§ TEXTO DE PARTIDA
- - - - - - -
Hay que hacer una distinción entre animales que viven junto a las personas, y que podríamos calificar de domésticos, en un sentido amplio, y aquéllos que realmente han visto modificada su conducta “gracias” a la intervención humana. No es, por tanto, de dónde viene sino a dónde ha llegado lo que define a un animal como domesticado. Este proceso se ha presentado, históricamente, como uno de los logros ligados al progreso. Así, se ha creado la conciencia de que los animales han sido puestos en la tierra para “servir al hombre”. Algo que sólo muy recientemente se ha cuestionado de forma radical.
Entendemos por salvajes, aquellos animales que no someten su conducta al dominio del ser humano, por mucho que puedan estar muy próximos a su vida cotidiana. La relación con estos animales salvajes es dual. En bastantes casos se llega a una convivencia, más o menos pacífica, sin modificar su carácter, atrayéndoles a la proximidad del hábitat humano, mientras que, en otras ocasiones, se ha acudido a donde estaban para obtener un beneficio de su presencia cercana. Por otra parte, se ha producido el choque con aquéllos de los que no se ha conseguido sacar un provecho y que, además, suponían un peligro para las personas o sus bienes.
A primera vista, podría parecer que los animales irreales sólo pertenecen a un mundo mítico, no real. Que la mezcla de partes del cuerpo de varias especies reales para componer un resultado híbrido sólo ha existido en la mente de sus creadores, de las personas que creían en ellos y en una abundante iconografía presente en monumentos o en objetos. Pero, además de crear seres fantásticos, en todas las culturas las personas hemos ido cargando de atributos simbólicos a muchos animales, convirtiéndoles a veces en seres totalmente irreales: alejados de lo que son en realidad. Así, hay animales que han sido calificados de buenos, o malos, según la cultura y la religión que ha opinado sobre ellos.
En el afán por hacer atractivas las ideas y las cosas, el ser humano ha recurrido a una variada gama de imágenes que las acompañaran. Para ello se ha servido de todo tipo de elementos entre los que se encuentra la imagen de los animales. A veces, es difícil decidir si los motivos representados tienen algún tipo de intención simbólica, más allá de la de hacer agradable la contemplación de ese objeto. En otros casos, como ocurre con la publicidad o con determinadas “decoraciones” actuales, lo que se busca es la complicidad con la imagen. La decoración se vuelve guiño -no siempre cómplice- con el espectador, al que se le intenta transmitir o sugerir una serie de estados de ánimo o de sentimientos mediante la imagen.
- - - - - - -
§ DATOS PROPORCIONADOS
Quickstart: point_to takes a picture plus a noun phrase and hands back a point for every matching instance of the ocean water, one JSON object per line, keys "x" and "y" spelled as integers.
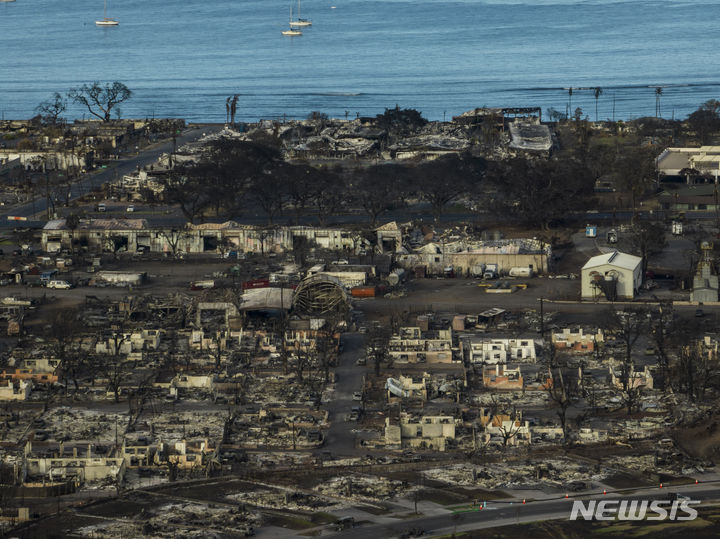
{"x": 182, "y": 58}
- - - - - - -
Reproduce sin cambios el fragmento del texto sobre los animales que comienza con "A primera vista, podría" y continúa hasta "opinado sobre ellos.".

A primera vista, podría parecer que los animales irreales sólo pertenecen a un mundo mítico, no real. Que la mezcla de partes del cuerpo de varias especies reales para componer un resultado híbrido sólo ha existido en la mente de sus creadores, de las personas que creían en ellos y en una abundante iconografía presente en monumentos o en objetos. Pero, además de crear seres fantásticos, en todas las culturas las personas hemos ido cargando de atributos simbólicos a muchos animales, convirtiéndoles a veces en seres totalmente irreales: alejados de lo que son en realidad. Así, hay animales que han sido calificados de buenos, o malos, según la cultura y la religión que ha opinado sobre ellos.